▶ **DIRECTIONS FOR THIS TASK**
What follows is a set of records. Repeat every one of them exactly.

Collection entries
Content starts

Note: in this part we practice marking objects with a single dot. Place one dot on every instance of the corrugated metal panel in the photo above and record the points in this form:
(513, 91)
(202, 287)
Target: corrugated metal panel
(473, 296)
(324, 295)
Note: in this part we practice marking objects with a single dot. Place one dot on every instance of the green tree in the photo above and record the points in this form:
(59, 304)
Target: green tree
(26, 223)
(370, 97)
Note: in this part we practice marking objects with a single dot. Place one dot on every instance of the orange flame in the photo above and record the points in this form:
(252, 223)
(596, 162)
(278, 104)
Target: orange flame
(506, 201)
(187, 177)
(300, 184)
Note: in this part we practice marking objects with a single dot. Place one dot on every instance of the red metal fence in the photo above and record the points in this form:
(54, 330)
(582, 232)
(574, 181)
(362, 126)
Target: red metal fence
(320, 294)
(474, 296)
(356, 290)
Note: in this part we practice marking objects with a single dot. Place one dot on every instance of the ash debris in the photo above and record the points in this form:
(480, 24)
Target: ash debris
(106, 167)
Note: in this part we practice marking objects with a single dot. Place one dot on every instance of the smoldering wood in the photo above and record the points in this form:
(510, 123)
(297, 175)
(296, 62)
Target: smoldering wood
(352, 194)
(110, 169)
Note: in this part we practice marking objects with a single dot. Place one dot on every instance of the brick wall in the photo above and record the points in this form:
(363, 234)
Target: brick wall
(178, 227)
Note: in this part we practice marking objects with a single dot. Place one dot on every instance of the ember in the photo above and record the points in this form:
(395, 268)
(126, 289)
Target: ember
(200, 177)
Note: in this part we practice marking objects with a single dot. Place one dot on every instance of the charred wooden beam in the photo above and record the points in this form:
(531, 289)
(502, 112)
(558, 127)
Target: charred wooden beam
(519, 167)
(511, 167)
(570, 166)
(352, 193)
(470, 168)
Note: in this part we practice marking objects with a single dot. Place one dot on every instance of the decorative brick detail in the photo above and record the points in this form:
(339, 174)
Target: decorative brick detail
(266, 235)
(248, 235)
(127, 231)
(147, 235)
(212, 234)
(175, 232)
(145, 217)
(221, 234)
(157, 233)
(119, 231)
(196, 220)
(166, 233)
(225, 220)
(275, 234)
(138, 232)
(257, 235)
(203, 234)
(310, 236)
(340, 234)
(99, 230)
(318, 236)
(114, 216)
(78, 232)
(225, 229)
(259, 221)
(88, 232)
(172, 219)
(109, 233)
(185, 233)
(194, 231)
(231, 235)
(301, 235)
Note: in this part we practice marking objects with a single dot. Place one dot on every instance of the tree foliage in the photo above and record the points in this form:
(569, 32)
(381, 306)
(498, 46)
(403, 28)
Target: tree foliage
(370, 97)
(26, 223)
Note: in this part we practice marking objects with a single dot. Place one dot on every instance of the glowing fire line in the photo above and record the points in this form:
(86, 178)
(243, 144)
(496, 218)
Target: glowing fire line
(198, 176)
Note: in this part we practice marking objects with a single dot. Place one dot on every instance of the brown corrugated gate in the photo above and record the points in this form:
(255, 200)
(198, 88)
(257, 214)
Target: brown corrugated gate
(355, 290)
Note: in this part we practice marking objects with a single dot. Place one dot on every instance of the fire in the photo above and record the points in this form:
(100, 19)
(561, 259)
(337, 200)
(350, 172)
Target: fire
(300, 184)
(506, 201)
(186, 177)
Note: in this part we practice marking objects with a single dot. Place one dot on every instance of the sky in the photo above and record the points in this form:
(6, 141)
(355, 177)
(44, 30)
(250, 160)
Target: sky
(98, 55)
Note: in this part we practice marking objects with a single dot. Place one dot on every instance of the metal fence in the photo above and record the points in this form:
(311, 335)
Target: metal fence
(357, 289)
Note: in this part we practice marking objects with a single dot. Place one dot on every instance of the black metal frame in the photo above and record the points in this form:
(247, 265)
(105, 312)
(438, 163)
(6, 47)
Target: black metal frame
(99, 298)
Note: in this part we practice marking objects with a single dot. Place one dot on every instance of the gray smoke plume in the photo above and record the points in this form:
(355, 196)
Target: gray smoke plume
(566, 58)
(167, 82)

Content ends

▶ **TASK ANSWER**
Note: in this part we practice marking objects with a single dot. Place one dot on every instance of the corrugated metal panel in the photo above and record the points in this form:
(513, 91)
(202, 287)
Target: corrugated metal panel
(473, 296)
(324, 295)
Note: in this part we practice marking objects with a single dot. Place one dot on every instance of the green tree in the photo above and record the points in this form:
(59, 304)
Target: green tree
(26, 223)
(370, 97)
Note: in this part we practice marking objects with a single dot. Place one dot on every instance of the orange flame in the photo above and record the points in this form:
(252, 223)
(596, 162)
(278, 104)
Target: orange flame
(506, 201)
(187, 177)
(300, 184)
Note: in this part we practice marking objects with a single dot. Place one dot on every instance of the red metal fence in the photo above and record the points in this form:
(54, 330)
(582, 232)
(574, 181)
(362, 126)
Target: red metal fence
(320, 294)
(474, 296)
(356, 290)
Note: in this part we practice marking objects with a single dot. Place one dot on every instance of the ash debris in the photo above and record the points in this form:
(480, 24)
Target: ash debris
(106, 167)
Note: in this part we practice marking objects with a single dot. Place one dot on every instance of the smoldering wood in the photo above and record the points in this form:
(510, 123)
(297, 175)
(296, 62)
Target: smoldering wood
(352, 194)
(110, 169)
Note: in this part we practice marking objects with a single dot. Place one dot on every instance of the brick wall in the photo above and record the points in this form:
(363, 234)
Target: brick wall
(178, 227)
Note: in this part we practice marking objects with a single dot. Place one dot on every instance of the ember in the photo above and record the points in this form:
(395, 268)
(126, 289)
Target: ember
(200, 177)
Note: in this part we practice marking objects with a single dot. Place one dot on every instance of the charred wooden beam in the photo above and record the points in this form:
(531, 289)
(502, 112)
(558, 127)
Target: charred wooden beam
(519, 167)
(511, 167)
(570, 166)
(352, 193)
(470, 168)
Note: in this part we practice marking objects with a single dot. Place one dot on every instance of the decorative brick detail in the photo above and record the points in this form:
(339, 174)
Target: decorative brick detail
(266, 235)
(248, 235)
(127, 231)
(147, 235)
(212, 234)
(175, 232)
(145, 217)
(221, 234)
(157, 233)
(119, 231)
(196, 220)
(166, 233)
(225, 220)
(275, 234)
(138, 232)
(257, 235)
(203, 234)
(310, 236)
(340, 234)
(99, 230)
(318, 236)
(114, 216)
(78, 232)
(225, 229)
(259, 221)
(88, 232)
(172, 219)
(109, 233)
(185, 233)
(194, 231)
(231, 235)
(301, 235)
Note: in this part we practice marking objects with a single dot. Place one dot on every instance of the tree foliage in the photo above and record the points in this form:
(569, 32)
(381, 306)
(498, 46)
(403, 28)
Target: tree foliage
(370, 97)
(26, 223)
Note: in this part we practice marking objects with a single dot. Place one dot on every instance of the glowing fire line in the photo above and record the points in this form:
(86, 178)
(243, 144)
(496, 218)
Target: glowing fire line
(198, 176)
Note: in this part we practice marking objects with a single dot. Place one dot on every instance of the brown corrugated gate in the photo above and record the points in this form:
(255, 200)
(198, 88)
(257, 214)
Target: brown corrugated gate
(355, 290)
Note: in this part we practice marking objects with a single dot. Place one dot on every instance of the fire in the photo above and record the points in this form:
(100, 19)
(561, 259)
(337, 200)
(350, 172)
Target: fire
(300, 184)
(506, 201)
(186, 177)
Note: in this part we practice marking objects with a single dot. Place one dot on every instance of the sky in the photo above and record the points in this form:
(6, 141)
(355, 177)
(44, 30)
(250, 160)
Target: sky
(98, 55)
Note: in this part we practice marking objects with a single dot. Place one dot on every instance of the metal fence in the photo above and record the points in this form:
(311, 335)
Target: metal fence
(357, 289)
Note: in this part we practice marking objects with a single dot. Place one dot on every instance of the black metal frame in the photo above and record the points in this form:
(247, 265)
(105, 312)
(438, 163)
(6, 47)
Target: black metal frame
(99, 298)
Note: in this part we practice marking objects with a single dot. Place one dot on every instance of the gray smoke plume in the photo above and record the points in this form:
(355, 196)
Target: gray smoke plume
(566, 58)
(167, 82)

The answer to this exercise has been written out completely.